• What the task requires: Rewrite the lines starting at the one containing "the window in" and ending at the one containing "the window sill", replacing "evaluation set" with "test set" and changing nothing else. Return only those lines.

• Supplied material:
——

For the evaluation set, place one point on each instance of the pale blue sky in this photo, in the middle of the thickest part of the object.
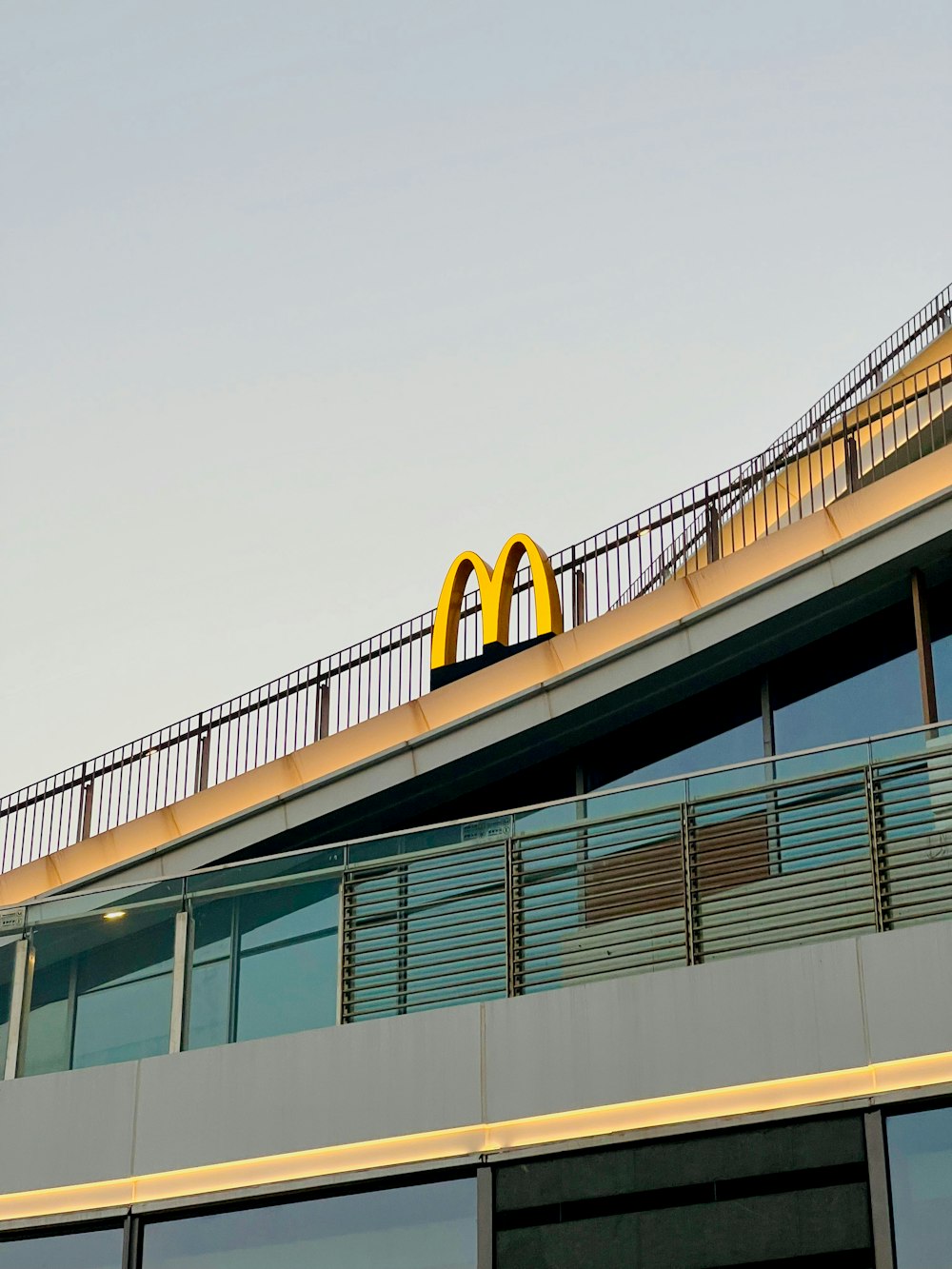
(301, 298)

——

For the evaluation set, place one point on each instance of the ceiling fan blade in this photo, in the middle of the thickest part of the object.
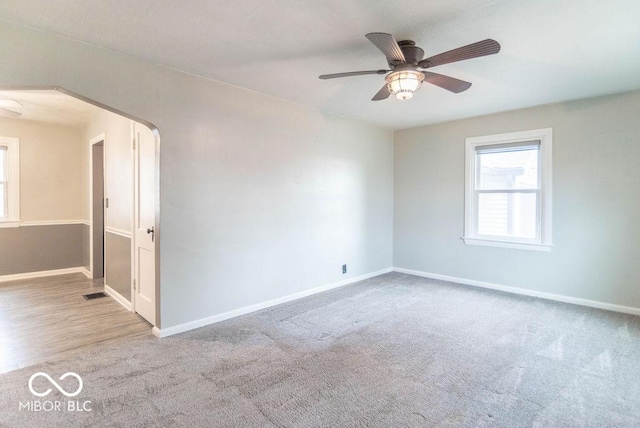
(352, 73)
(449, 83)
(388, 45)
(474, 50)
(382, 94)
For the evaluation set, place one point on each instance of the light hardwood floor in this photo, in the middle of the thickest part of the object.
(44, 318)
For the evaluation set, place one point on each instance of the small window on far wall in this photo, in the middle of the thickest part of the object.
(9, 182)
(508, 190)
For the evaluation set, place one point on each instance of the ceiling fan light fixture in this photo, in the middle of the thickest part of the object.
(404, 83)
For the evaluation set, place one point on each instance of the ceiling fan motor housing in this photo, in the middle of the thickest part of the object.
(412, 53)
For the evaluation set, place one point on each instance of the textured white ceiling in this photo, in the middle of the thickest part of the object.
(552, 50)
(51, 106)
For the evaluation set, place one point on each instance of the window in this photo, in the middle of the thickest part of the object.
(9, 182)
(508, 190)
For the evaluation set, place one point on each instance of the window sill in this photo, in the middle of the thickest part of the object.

——

• Exercise result:
For the test set, place one point on each instance of the window in this photo, in the middle of the thickest part of the object.
(9, 182)
(508, 190)
For the test set, place one point on each instance of the window sill in this photo, in the middle of the thickest part of the object.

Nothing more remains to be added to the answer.